Die Voraussagen der Marktforscher vom Anfang dieses Jahres sind allesamt Makulatur. Die Finanzkrise hat die reale Wirtschaft erreicht, ehemals prognostizierte Wachstumsraten werden allenthalben nach unten korrigiert. Während Ökonomen von einer realen Rezession in großen Teilen Europas und den Vereinigten Staaten ausgehen, wird zwar die IT-Branche nach Einschätzung der Marktanalysten weiter zulegen - allerdings mit deutlich vermindertem Tempo.
Peter Sondergaard, Senior Vice President bei Gartner, sieht das Worst-Case-Szenario in der gegenwärtigen Krise bei 2,3 Prozent Wachstum. Vor einigen Monaten hatte er noch mit 5,8 Prozent gerechnet. "Am stärksten werden die weit entwickelten Volkswirtschaften wie die USA und Westeuropa betroffen sein", prognostiziert Sondergaard. Die Marktforscher von IDC kommen zu ähnlichen Ergebnissen: Sie rechnen in ihrem aktuell überarbeiteten Forecast jetzt mit einem Anstieg der weltweiten IT-Ausgaben von 2,6 Prozent - gegenüber 5,9 Prozent vor der Krise.
Den Worst Case haben auch die IDC-Analysten durchgerechnet - ein Szenario, das auf einem weltweiten Wachstum des Bruttoinlandprodukts von lediglich 0,3 Prozent basiert (gegenüber 1,8 Prozent des "wahrscheinlicheren" Forecasts). Bei solch einem Wirtschaftsverlauf - es wäre das schlimmste Jahr seit Ende des Zweiten Weltkrieges - würden die weltweiten IT-Ausgaben nur noch um 0,1 Prozent steigen, in Europa und den USA sogar zurückgehen. "Obwohl wir innerhalb von Tagen unsere Vorhersage drastisch revidieren mussten, bleibt doch eine gute Nachricht: Die IT ist heute in einer besseren Position als jemals zuvor, um dem Abwärtstrend der Weltwirtschaft zu trotzen", sagt John Gantz, Chief Research Officer bei IDC. Der Grund: Die IT sei inzwischen essenzieller Bestandteil vieler geschäftskritischer Prozesse und der entscheidende Hebel für eine weitere Steigerung von Produktivität und Effizienz.
Was auf der Strecke bleibt
Und eben das wird zur Nagelprobe für die Investitionen des kommenden Jahres: Der IT-Markt wird sich 2009 in einem Spannungsfeld zwischen notwendigen und sinnvollen Ausgaben befinden. "Zur Erzielung von Wettbewerbsvorteilen und Kosteneinsparungen einerseits und dem "Cut" bei Budgets andererseits, die nicht in direkten Zusammenhang mit diesen beiden Motiven stehen", bringt es Andreas Burau, Research Director ICT-Service bei der Experton Group, auf den Punkt.
++++++++++++++++++++
▸ Aufgabe
Beantworte die folgenden Fragen mithilfe des Lesetextes.
(a) Mit wie viel Prozent Wachstum hatte Peter Sondergaard vor einigen Monaten noch gerechnet?
(b) Auf welchem weltweiten Wachstum des Bruttoinlandprodukts basiert das Worst-Case-Szenario der IDC-Analysten?
(c) Welche Position hat Andreas Burau bei der Experton Group?

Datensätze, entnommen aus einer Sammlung
++++++++++++++++++++
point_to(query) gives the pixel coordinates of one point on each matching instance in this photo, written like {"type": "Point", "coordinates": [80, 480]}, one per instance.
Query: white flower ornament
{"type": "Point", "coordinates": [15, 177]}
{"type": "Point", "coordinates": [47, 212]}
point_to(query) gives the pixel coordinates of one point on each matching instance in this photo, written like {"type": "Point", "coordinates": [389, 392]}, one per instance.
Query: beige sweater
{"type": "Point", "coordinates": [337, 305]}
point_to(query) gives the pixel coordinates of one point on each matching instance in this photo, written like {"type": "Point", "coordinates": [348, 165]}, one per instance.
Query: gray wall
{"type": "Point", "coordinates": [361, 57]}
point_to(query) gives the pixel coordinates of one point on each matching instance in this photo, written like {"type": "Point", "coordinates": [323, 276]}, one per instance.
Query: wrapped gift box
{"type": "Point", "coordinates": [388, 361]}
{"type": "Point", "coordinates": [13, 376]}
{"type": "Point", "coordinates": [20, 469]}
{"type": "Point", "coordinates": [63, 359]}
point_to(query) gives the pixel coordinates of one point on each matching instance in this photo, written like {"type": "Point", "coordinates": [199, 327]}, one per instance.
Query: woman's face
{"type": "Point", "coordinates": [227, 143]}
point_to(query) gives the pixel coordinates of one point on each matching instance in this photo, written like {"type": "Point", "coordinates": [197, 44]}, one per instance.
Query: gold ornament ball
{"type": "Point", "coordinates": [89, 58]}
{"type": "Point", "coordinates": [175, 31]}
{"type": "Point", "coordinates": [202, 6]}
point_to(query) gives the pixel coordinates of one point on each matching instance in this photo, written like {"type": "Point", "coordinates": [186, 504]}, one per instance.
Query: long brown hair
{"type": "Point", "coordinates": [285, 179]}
++++++++++++++++++++
▸ Lösung
(a) Mit 5,8 Prozent.
(b) Auf 0,3 Prozent.
(c) Er ist Research Director ICT-Service.